Os produtos são vendidos em dois mercados na cidade e fornecidos ao Programa Nacional de Alimentação Escolar (cujos contratos foram temporariamente suspensos em função da covid-19). Os itens também estão disponíveis na Casa do Produtor – feira semanal na qual os assentados mantêm duas das quatro bancas em funcionamento.
Antes de chegar a esse patamar, a família Hahn frequentou cursos e visitou empreendedores. Exigências relativas à estrutura de produção foram financiadas pelo Pronaf Mais Alimentos. “Eles não só foram habilitados pelo SIM, como estão preparados para voos mais altos, como o selo Sabor Gaúcho (concedido pelo governo estadual)”, revela o engenheiro agrônomo da Emater-RS/Ascar, Ivo Dalke.
Cotidiano agitado
Poucos meses após o Laticínio Santa Bárbara ligar os equipamentos, a agroindústria de Embutidos Souza & Silva seguiu seu exemplo.
A proprietária, Sirlei de Fátima Souza da Silva, conta que a elaboração de linguiça e afins sempre foi uma prática familiar. No ano passado, a atividade destinada ao consumo doméstico ganhou contornos de negócio. Ela, o marido, Luis Carlos, e os filhos decidiram converter um galpão em espaço para produzir salames, torresmo, morsilhas e banha.

#### Dados para análise:
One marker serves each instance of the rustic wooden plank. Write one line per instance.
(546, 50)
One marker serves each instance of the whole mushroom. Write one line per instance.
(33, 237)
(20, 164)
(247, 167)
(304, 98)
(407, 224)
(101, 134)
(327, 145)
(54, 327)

#### Perguntas a responder:
- A) Transcreva uma parte do trecho sobre as agroindústrias familiares. Comece nas palavras "Cotidiano agitado" e pare depois de "morsilhas e banha.".
- B) De acordo com o trecho sobre as agroindústrias familiares, que programa financiou as exigências relativas à estrutura de produção da família Hahn?
Os itens não têm nenhum papel nesta atividade.

#### Respostas das tarefas:
- A)
Cotidiano agitado
Poucos meses após o Laticínio Santa Bárbara ligar os equipamentos, a agroindústria de Embutidos Souza & Silva seguiu seu exemplo.
A proprietária, Sirlei de Fátima Souza da Silva, conta que a elaboração de linguiça e afins sempre foi uma prática familiar. No ano passado, a atividade destinada ao consumo doméstico ganhou contornos de negócio. Ela, o marido, Luis Carlos, e os filhos decidiram converter um galpão em espaço para produzir salames, torresmo, morsilhas e banha.

- B) O Pronaf Mais Alimentos.